■ **What to work on**
Put the data below, from the line containing "Given the drawing above, where exactly is the raw" through the line containing "[75,303,96,325]", inclusive, into a two-column CSV with the columns input and output, one row per item, each field quoted and any line breaks replaced with spaces. Leave the pictures out.

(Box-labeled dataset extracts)
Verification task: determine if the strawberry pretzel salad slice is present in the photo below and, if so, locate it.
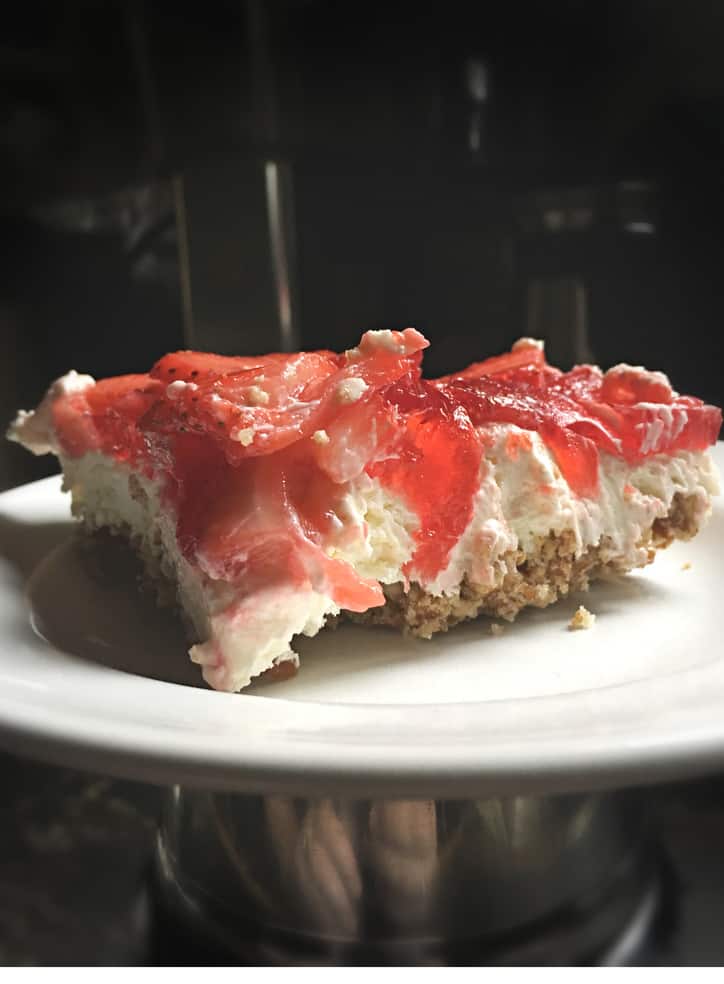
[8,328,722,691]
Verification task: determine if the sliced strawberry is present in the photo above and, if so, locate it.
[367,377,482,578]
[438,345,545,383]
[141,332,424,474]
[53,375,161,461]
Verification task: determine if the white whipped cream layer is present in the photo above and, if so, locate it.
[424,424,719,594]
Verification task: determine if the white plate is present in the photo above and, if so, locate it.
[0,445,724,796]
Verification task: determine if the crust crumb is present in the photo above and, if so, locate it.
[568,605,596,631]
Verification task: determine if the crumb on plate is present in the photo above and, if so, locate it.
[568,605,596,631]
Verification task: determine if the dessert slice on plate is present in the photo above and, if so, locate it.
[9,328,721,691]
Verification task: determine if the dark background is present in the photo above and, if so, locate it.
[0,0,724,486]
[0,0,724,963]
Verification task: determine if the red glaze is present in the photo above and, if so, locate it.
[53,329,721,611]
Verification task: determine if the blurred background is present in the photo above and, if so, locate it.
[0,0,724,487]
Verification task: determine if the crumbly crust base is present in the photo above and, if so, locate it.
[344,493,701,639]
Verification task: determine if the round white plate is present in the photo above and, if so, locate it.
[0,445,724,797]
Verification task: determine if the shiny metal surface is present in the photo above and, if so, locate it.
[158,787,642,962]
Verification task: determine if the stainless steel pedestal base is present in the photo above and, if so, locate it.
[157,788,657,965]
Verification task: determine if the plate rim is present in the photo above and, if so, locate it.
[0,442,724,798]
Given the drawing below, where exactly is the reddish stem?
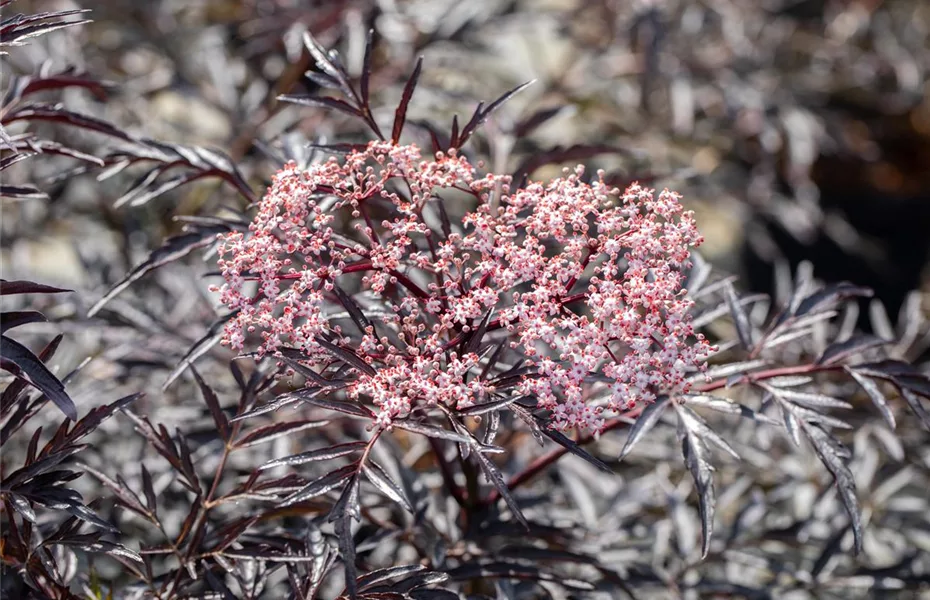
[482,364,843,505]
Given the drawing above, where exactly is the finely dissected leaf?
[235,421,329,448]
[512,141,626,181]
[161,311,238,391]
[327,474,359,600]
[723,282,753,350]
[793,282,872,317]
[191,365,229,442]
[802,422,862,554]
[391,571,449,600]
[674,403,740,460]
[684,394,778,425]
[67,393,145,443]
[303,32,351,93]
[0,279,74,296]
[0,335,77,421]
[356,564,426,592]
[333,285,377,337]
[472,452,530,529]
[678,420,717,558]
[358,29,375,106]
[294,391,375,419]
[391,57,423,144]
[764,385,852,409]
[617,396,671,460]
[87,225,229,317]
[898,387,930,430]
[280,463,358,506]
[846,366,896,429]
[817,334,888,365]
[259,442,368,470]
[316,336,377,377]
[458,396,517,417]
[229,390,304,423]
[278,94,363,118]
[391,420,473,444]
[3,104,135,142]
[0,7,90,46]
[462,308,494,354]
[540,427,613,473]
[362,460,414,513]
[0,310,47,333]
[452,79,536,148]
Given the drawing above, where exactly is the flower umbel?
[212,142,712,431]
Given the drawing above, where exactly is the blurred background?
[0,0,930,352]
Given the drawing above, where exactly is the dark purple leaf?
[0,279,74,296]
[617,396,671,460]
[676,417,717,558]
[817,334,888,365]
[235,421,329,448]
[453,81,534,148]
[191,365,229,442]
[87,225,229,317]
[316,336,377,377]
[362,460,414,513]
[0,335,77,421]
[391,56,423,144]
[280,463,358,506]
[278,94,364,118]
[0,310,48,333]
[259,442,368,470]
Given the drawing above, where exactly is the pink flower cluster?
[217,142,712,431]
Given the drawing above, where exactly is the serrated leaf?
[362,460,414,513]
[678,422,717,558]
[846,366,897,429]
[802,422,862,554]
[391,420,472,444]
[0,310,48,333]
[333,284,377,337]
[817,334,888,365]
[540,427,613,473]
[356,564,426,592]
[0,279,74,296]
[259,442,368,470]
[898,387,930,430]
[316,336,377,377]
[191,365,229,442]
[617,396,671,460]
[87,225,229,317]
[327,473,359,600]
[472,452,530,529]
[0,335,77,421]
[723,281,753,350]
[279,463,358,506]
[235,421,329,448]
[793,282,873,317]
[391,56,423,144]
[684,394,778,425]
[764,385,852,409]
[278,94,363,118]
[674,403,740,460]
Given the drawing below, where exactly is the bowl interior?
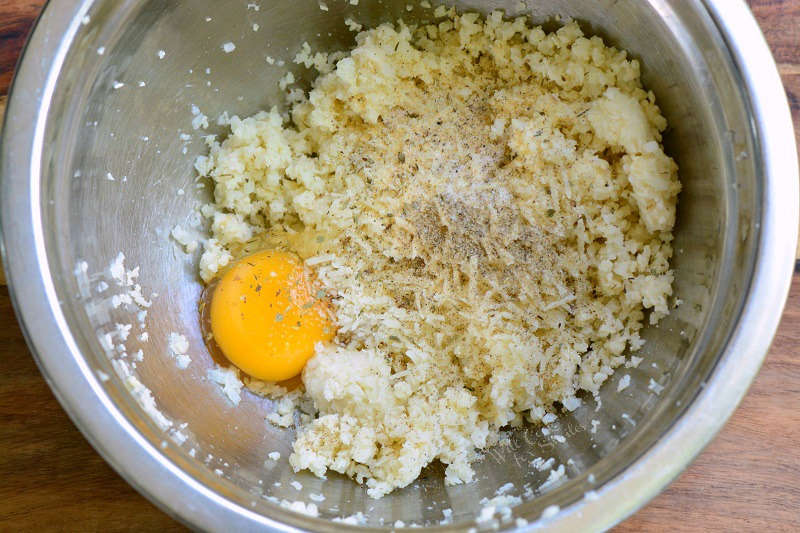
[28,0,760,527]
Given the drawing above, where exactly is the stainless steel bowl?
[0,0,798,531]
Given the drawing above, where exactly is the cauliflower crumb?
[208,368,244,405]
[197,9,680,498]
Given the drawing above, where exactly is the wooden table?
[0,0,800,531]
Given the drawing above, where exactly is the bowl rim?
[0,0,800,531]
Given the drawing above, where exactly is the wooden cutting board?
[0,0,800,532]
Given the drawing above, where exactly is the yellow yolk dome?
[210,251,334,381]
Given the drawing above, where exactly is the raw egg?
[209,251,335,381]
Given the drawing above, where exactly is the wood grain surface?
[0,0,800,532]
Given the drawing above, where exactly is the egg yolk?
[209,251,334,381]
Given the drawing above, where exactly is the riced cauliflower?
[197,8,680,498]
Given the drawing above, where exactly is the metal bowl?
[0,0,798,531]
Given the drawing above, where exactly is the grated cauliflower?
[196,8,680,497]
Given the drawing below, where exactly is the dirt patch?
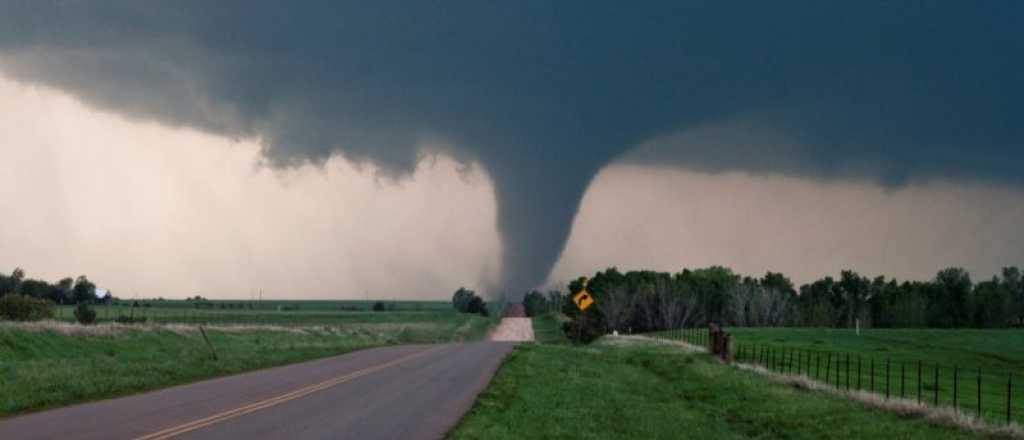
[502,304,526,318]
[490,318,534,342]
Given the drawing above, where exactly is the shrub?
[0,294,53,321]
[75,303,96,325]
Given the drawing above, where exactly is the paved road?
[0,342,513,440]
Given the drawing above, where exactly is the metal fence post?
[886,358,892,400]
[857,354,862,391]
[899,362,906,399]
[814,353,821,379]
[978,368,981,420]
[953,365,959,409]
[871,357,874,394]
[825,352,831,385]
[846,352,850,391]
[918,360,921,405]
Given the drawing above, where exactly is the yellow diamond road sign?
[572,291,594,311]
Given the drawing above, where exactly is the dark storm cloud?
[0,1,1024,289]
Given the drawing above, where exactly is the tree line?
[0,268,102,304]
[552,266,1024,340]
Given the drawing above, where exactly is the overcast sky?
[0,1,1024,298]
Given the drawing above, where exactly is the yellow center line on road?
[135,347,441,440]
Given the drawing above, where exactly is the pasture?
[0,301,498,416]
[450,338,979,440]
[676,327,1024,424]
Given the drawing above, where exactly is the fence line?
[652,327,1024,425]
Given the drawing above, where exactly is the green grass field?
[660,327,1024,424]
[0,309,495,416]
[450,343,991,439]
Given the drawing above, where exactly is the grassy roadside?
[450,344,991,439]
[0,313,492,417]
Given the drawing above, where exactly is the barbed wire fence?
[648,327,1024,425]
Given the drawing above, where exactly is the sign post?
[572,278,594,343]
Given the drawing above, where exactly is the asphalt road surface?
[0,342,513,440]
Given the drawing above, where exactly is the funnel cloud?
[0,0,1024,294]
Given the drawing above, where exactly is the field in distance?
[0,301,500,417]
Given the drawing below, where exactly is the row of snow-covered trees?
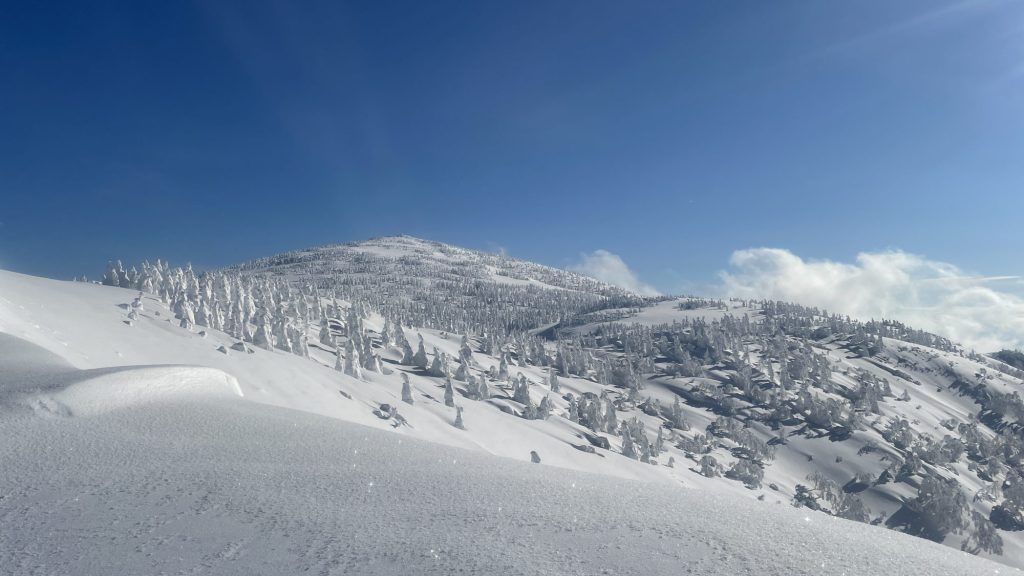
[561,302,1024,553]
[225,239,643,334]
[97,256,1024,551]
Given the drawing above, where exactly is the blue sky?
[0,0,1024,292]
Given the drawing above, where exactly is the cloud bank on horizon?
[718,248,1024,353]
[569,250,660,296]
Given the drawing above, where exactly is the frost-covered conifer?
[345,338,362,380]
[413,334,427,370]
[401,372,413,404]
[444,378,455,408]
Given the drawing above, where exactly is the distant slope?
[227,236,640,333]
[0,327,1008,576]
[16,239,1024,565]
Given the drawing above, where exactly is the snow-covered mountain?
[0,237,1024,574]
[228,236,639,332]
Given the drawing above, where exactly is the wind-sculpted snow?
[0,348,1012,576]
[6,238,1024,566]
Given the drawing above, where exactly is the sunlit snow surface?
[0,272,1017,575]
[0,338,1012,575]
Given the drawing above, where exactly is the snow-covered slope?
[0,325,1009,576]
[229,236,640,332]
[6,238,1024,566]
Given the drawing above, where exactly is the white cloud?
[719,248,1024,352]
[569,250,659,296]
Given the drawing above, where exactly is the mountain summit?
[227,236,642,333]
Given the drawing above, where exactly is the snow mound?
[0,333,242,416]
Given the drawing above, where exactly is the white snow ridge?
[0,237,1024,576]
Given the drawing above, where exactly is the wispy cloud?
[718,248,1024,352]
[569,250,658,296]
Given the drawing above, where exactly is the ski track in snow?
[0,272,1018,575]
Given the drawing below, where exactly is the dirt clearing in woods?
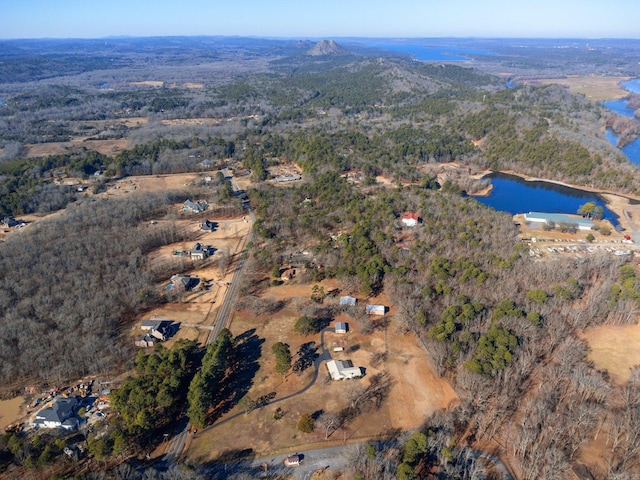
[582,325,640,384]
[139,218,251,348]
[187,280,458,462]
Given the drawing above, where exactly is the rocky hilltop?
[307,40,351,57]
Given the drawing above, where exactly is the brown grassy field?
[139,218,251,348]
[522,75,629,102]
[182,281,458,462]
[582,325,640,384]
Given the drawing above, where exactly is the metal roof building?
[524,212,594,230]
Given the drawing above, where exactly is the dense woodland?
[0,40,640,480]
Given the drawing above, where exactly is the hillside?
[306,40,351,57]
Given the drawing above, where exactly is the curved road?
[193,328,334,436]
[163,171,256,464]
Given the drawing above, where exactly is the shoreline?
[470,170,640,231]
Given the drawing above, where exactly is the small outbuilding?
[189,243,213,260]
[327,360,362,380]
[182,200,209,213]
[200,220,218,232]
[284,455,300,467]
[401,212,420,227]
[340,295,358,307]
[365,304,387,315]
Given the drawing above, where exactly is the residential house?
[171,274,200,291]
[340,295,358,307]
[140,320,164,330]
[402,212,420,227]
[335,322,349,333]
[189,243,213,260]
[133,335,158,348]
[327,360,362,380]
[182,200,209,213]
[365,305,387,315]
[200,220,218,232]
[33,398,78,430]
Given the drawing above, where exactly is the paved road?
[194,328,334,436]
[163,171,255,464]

■ **Answer for the task**
input,output
"Given the drawing above, where exactly is the raw egg?","[209,251,335,381]"
"Given the drawing above, where exactly is the wood grain surface?","[0,0,800,532]"
"Given the drawing above, where exactly is the egg yolk?","[209,251,334,381]"
"Given the drawing above, where exactly is the riced cauliflower?","[197,8,680,498]"
"Given the drawing above, where exactly is the metal bowl?","[0,0,798,531]"
"Given the drawing above, where exactly is the grated cauliflower?","[196,8,680,497]"
"Given the drawing below, where exactly is the dirt patch?","[502,304,526,318] [490,318,534,342]"
"Given the drawing above, where exactly is the shrub?","[0,294,53,321] [75,303,96,325]"